- [Your goal] Substitute "descriptive phrase" for every occurrence of "noun phrase" in the records below, and reproduce all other lines unchanged without the pictures.

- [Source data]
━━━━━━━━━━━━━━━━━━━━━━━━━━━━━━

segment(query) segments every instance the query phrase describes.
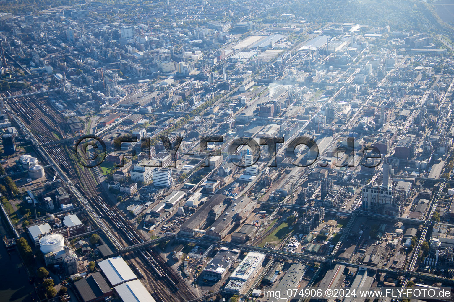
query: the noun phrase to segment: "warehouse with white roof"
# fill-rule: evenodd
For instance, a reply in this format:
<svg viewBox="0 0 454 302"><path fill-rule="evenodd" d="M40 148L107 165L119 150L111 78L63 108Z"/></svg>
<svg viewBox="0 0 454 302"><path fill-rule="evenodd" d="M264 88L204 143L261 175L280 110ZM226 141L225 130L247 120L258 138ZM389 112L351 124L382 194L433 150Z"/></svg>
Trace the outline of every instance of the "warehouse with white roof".
<svg viewBox="0 0 454 302"><path fill-rule="evenodd" d="M114 288L123 302L155 302L138 280L128 281Z"/></svg>
<svg viewBox="0 0 454 302"><path fill-rule="evenodd" d="M113 286L137 279L134 272L121 257L108 258L98 264Z"/></svg>

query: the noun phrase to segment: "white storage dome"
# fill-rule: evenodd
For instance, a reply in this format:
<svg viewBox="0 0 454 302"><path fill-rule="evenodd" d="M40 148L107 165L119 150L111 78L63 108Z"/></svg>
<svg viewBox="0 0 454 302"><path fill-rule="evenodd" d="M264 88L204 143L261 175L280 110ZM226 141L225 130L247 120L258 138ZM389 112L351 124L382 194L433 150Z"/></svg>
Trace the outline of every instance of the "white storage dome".
<svg viewBox="0 0 454 302"><path fill-rule="evenodd" d="M44 235L39 239L39 248L44 254L50 252L56 253L63 249L64 246L64 240L59 234Z"/></svg>

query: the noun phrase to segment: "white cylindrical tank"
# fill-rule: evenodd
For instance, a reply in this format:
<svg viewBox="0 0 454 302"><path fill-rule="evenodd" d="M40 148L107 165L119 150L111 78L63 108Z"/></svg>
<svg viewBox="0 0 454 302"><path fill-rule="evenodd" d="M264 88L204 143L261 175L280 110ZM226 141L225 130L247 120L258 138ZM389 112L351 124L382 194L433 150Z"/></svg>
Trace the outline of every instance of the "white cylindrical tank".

━━━━━━━━━━━━━━━━━━━━━━━━━━━━━━

- [Finished answer]
segment(query) segments every instance the query phrase describes.
query: the descriptive phrase to segment: "warehouse with white roof"
# fill-rule: evenodd
For instance, a reply in this format:
<svg viewBox="0 0 454 302"><path fill-rule="evenodd" d="M40 148L107 165L119 150L111 78L63 108Z"/></svg>
<svg viewBox="0 0 454 302"><path fill-rule="evenodd" d="M264 88L204 143L261 175L280 110ZM226 141L225 130L247 120L258 138ZM389 112L351 124L382 194L433 150Z"/></svg>
Trace the outline of every instance of the "warehouse with white roof".
<svg viewBox="0 0 454 302"><path fill-rule="evenodd" d="M114 288L123 302L155 302L138 280L128 281Z"/></svg>
<svg viewBox="0 0 454 302"><path fill-rule="evenodd" d="M113 286L137 279L134 272L121 257L108 258L98 264Z"/></svg>

query: the descriptive phrase to segment: "white storage dome"
# fill-rule: evenodd
For instance, a reply in this format:
<svg viewBox="0 0 454 302"><path fill-rule="evenodd" d="M40 148L107 165L119 150L111 78L63 108Z"/></svg>
<svg viewBox="0 0 454 302"><path fill-rule="evenodd" d="M264 88L204 143L261 175L280 110ZM226 141L225 130L247 120L258 138ZM389 112L351 124L382 194L433 150Z"/></svg>
Trace the outline of every instance of the "white storage dome".
<svg viewBox="0 0 454 302"><path fill-rule="evenodd" d="M44 235L39 239L39 248L44 254L50 252L56 253L63 249L64 246L64 240L59 234Z"/></svg>

query: the descriptive phrase to segment: "white cylindrical tank"
# fill-rule: evenodd
For instance, a reply in this format:
<svg viewBox="0 0 454 302"><path fill-rule="evenodd" d="M40 148L107 165L119 150L111 78L63 108Z"/></svg>
<svg viewBox="0 0 454 302"><path fill-rule="evenodd" d="M264 88L204 143L261 175L280 110ZM226 141L225 130L247 120L258 138ZM389 112L351 124L382 194L433 150Z"/></svg>
Trace the outline of every instance of the "white cylindrical tank".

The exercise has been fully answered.